◆ **KEGIATAN**
(1) Rangkum kutipan terpilih tentang polusi udara dan kesehatan kulit dalam dua kalimat.
(2) Menurut kutipan terpilih, melalui mekanisme apa polutan udara mengganggu fungsi normal lipid, DNA, dan protein dalam kulit manusia?

◆ **KUTIPAN TERPILIH**

Seiring dengan radiasi ultraviolet (UVR), kulit terkena udara polutan seperti hidrokarbon aromatik polisiklik (PAH), senyawa organik yang mudah menguap(VOC), nitrogen oksida (NOx), partikel (PM), ozon (O3), dan zat lain seperti:yang ditemukan dalam asap rokok.
Polutan udara dapat sangat mengganggu fungsi normal lipid, DNA, dan protein dalam kulit manusia melalui kerusakan oksidatif.
" Paparan polusi udara pada kulit telah dikaitkan dengan kondisi kulit inflamasi atau alergi seperti: dermatitis atopik, eksim, psoriasis, dan jerawat, serta serta penuaan kulit dan kanker kulit," ujar dokter Arini.
3. Cuaca Ekstrim dan Klimatologi
Frekuensi kejadian bencana alam meningkat dari waktu ke waktu, Tsunami laut dari India, Badai Katrina, hingga gelombang panas di India dan Pakistan.
Di Indonesia sendiri berpotensi terjadi peningkatan penyakit kulit akibat banjir.

◆ **ENTRI YANG TERSEDIA**
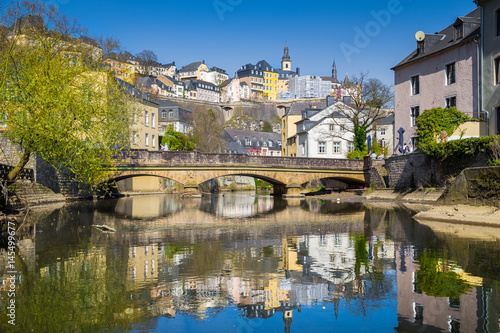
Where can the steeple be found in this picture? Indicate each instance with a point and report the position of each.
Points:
(347, 82)
(286, 63)
(286, 56)
(334, 73)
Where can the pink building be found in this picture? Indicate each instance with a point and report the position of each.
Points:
(441, 72)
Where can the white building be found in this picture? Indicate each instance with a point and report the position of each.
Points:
(307, 87)
(325, 133)
(234, 90)
(215, 75)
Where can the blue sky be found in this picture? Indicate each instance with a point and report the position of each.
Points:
(231, 33)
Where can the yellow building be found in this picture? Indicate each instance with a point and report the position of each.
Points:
(122, 70)
(270, 85)
(144, 131)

◆ **JAWABAN TIAP TUGAS**
(1) Selain radiasi ultraviolet, kulit terpapar polutan udara seperti PAH, VOC, NOx, partikel, ozon, dan zat dalam asap rokok, yang dapat mengganggu fungsi lipid, DNA, dan protein kulit melalui kerusakan oksidatif serta dikaitkan dengan kondisi kulit inflamasi atau alergi, penuaan kulit, dan kanker kulit. Frekuensi bencana alam meningkat dari waktu ke waktu, dan di Indonesia banjir berpotensi meningkatkan penyakit kulit.

(2) Melalui kerusakan oksidatif.